Ein schlimme Sache! Und jetzt überlegen wir mal: Wie wird die Beziehung des Architekten zu diesem Ehepaar in Zukunft aussehen? Nun, solange er nicht zu seiner Verantwortung steht, wird er den beiden nicht begegnen können. Er wird es vermeiden, sie zu treffen, spontan die Straßenseite wechseln, wenn er sie sieht. Er wird die Straße nicht mehr betreten, in der sie wohnen und er wird sich auf keinen Fall in die Nähe ihres Hauses wagen. Irgendwann werden die Nachbarn des Ehepaars von seinem Schurkenstück erfahren, schließlich auch die anderen Bewohner der Straße. Und immer wenn das geschieht, wird seine Welt ein bisschen kleiner, ein bisschen enger werden. Es wird sein wie in einem unsichtbaren Gefängnis.
Unglücklicherweise wirkt nun genau derselbe Mechanismus auch in Bezug auf den Lebendigen Gott. Da spielt sich ganz dasselbe ab. Und hier kommen wir ins Spiel: Was meinen Sie: Wenn Gott unser Leben ansieht: Wäre er mit allem einverstanden, was er sieht? Ich meine: Gott ist ja bestimmt nicht kleinlich, aber mit allem einverstanden? Wäre er doch wohl eher nicht, oder? Man lebt ja so allerhand zusammen: Gute und weniger gute Dinge ...
Und diese Dinge haben – leider – eine völlig unerwünschte Nebenwirkung: Sie führen eine Beziehungsstörung herbei zwischen Gott und uns. Sie trennen die Verbindung: Wie bei dem Architekten und dem Ehepaar. Unsere Welt wird kleiner und enger – viel enger! Wir verschließen uns die ganze große Welt Gottes! Wir können ihm nicht mehr frei begegnen. Wir leben – wie in einem unsichtbaren Gefängnis.
Das Erstaunliche ist, dass Gott sich mit dieser Situation einfach nicht abfindet. Jesus hat einmal gesagt: „Der Menschensohn (damit meinte Jesus sich selbst) ist gekommen, um zu suchen und zu retten, was verloren ist.“ Und er meinte damit: Gott gibt nicht auf! Er klopft an die vergitterten Fenster unseres unsichtbaren Gefängnisses. Er ruft und sagt, dass wir ruhig rauskommen können. Er sagt, dass er uns auf keinen Fall anklagen und fertig machen wird. Er sagt, dass wir noch nicht mal den Schaden wieder gutmachen müssen, den wir angerichtet haben. Er sichert uns zu, dass er selbst schon längst alles bezahlt hat. Er sagt uns, dass wir aus unserem unsichtbaren Gefängnis herauskommen sollen, zu ihm, um frei zu sein.

» Entnommenes Material:
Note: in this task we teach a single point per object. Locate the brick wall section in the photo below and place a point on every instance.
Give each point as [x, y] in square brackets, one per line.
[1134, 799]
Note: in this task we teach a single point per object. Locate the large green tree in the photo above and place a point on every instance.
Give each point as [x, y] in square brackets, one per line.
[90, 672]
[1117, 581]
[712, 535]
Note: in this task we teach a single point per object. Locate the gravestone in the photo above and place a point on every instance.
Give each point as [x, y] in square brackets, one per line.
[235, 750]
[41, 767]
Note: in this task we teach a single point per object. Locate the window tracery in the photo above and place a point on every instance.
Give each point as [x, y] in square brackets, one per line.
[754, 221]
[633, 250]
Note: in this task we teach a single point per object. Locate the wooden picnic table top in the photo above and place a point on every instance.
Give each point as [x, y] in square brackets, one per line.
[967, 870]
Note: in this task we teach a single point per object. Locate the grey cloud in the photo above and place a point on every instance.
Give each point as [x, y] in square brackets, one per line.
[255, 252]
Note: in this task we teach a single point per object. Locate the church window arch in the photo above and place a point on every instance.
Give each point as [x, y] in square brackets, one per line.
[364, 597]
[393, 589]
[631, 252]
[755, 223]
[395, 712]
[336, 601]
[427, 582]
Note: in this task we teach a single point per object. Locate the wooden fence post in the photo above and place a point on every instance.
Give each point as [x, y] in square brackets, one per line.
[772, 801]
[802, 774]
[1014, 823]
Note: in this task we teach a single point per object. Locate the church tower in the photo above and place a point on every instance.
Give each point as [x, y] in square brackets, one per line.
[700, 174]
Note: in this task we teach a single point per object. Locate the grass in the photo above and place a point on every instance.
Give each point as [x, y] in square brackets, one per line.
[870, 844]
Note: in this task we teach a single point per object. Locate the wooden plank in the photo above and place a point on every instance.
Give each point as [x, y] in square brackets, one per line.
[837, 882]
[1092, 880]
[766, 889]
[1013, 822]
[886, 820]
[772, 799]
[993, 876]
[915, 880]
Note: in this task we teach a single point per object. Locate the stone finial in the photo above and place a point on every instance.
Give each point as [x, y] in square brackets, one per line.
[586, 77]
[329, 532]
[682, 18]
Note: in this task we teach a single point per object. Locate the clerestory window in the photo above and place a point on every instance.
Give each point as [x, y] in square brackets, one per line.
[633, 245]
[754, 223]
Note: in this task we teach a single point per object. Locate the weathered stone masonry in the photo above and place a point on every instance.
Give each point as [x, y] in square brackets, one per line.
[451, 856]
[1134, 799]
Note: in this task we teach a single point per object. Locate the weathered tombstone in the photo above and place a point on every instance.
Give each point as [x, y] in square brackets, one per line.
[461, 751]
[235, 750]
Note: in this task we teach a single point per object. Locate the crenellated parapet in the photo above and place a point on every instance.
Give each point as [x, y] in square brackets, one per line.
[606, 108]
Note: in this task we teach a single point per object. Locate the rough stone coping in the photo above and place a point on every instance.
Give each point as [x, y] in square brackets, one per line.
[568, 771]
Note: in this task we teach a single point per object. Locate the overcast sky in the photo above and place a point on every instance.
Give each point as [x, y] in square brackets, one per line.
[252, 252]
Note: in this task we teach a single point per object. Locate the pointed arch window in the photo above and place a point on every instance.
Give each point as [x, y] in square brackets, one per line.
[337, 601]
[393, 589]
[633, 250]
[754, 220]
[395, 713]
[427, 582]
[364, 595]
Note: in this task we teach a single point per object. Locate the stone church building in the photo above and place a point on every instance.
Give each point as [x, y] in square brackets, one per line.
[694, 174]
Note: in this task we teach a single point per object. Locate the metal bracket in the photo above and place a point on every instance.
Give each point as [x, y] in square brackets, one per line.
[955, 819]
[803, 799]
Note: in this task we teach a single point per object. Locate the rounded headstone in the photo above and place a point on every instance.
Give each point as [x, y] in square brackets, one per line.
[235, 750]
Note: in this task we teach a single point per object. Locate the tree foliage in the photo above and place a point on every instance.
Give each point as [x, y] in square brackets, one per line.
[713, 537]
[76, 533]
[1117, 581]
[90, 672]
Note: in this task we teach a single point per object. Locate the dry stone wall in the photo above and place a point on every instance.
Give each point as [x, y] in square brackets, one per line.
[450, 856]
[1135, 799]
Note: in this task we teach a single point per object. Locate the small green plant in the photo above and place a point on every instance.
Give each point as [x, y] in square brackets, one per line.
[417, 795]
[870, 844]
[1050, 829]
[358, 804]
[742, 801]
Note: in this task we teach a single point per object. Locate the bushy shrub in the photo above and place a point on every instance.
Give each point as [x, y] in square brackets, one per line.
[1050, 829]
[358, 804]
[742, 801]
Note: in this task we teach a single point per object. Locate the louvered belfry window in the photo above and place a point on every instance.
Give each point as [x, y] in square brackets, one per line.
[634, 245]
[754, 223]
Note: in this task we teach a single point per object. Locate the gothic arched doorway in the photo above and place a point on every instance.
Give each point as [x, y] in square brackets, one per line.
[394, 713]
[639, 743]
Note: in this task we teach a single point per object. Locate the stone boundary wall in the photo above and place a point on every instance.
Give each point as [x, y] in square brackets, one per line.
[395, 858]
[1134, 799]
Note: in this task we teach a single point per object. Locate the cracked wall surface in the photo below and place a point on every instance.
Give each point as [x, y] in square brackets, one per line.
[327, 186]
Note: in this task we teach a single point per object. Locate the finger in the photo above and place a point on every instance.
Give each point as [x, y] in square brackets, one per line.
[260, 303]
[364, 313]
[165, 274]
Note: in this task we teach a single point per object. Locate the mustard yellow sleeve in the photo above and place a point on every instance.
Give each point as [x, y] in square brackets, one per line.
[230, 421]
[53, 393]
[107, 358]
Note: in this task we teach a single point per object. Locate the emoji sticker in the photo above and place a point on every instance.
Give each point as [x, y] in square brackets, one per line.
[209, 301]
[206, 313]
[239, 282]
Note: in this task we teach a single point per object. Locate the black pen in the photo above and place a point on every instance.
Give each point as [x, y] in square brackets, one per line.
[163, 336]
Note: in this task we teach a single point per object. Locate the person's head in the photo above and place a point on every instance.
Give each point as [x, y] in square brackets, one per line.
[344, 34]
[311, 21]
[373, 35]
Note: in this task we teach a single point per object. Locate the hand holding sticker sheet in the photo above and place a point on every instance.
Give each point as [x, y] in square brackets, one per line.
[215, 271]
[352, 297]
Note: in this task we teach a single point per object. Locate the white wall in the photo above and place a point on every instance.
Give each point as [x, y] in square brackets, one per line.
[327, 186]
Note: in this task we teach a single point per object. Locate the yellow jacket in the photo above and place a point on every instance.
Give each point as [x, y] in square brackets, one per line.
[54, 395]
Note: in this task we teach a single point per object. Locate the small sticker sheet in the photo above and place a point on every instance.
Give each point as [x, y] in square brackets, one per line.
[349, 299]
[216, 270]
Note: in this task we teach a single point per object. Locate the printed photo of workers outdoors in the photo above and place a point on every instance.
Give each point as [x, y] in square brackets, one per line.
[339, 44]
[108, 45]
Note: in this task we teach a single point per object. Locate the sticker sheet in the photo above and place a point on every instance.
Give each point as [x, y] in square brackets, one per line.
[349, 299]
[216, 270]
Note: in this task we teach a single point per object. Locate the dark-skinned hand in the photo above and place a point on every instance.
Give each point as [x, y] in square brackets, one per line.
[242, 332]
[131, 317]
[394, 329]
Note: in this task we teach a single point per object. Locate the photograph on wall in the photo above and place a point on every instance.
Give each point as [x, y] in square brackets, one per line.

» Zu erledigende Aufgaben:
[A] Wozu ist der Menschensohn laut dem Jesuswort im Textauszug gekommen?
[B] Geben Sie an, ob die folgenden Aussagen mit dem Textauszug übereinstimmen, und belegen Sie jede Antwort mit den entscheidenden Worten des Textauszugs als wörtlichem Zitat.
(i) Der Architekt wird die Straße, in der das Ehepaar wohnt, nicht mehr betreten.
(ii) Wir müssen den Schaden, den wir angerichtet haben, selbst wiedergutmachen.
(iii) Gott findet sich mit der Situation ab.
[C] Schreiben Sie aus dem Textauszug den Abschnitt von „Unglücklicherweise wirkt nun“ bis einschließlich „leben – wie in einem unsichtbaren Gefängnis.“ wortgetreu ab.

» Lösungen je Aufgabe:
[A] Um zu suchen und zu retten, was verloren ist.

[B]
(i) Ja: „Er wird die Straße nicht mehr betreten, in der sie wohnen“
(ii) Nein: „Er sagt, dass wir noch nicht mal den Schaden wieder gutmachen müssen, den wir angerichtet haben.“
(iii) Nein: „Das Erstaunliche ist, dass Gott sich mit dieser Situation einfach nicht abfindet.“

[C]
Unglücklicherweise wirkt nun genau derselbe Mechanismus auch in Bezug auf den Lebendigen Gott. Da spielt sich ganz dasselbe ab. Und hier kommen wir ins Spiel: Was meinen Sie: Wenn Gott unser Leben ansieht: Wäre er mit allem einverstanden, was er sieht? Ich meine: Gott ist ja bestimmt nicht kleinlich, aber mit allem einverstanden? Wäre er doch wohl eher nicht, oder? Man lebt ja so allerhand zusammen: Gute und weniger gute Dinge ...
Und diese Dinge haben – leider – eine völlig unerwünschte Nebenwirkung: Sie führen eine Beziehungsstörung herbei zwischen Gott und uns. Sie trennen die Verbindung: Wie bei dem Architekten und dem Ehepaar. Unsere Welt wird kleiner und enger – viel enger! Wir verschließen uns die ganze große Welt Gottes! Wir können ihm nicht mehr frei begegnen. Wir leben – wie in einem unsichtbaren Gefängnis.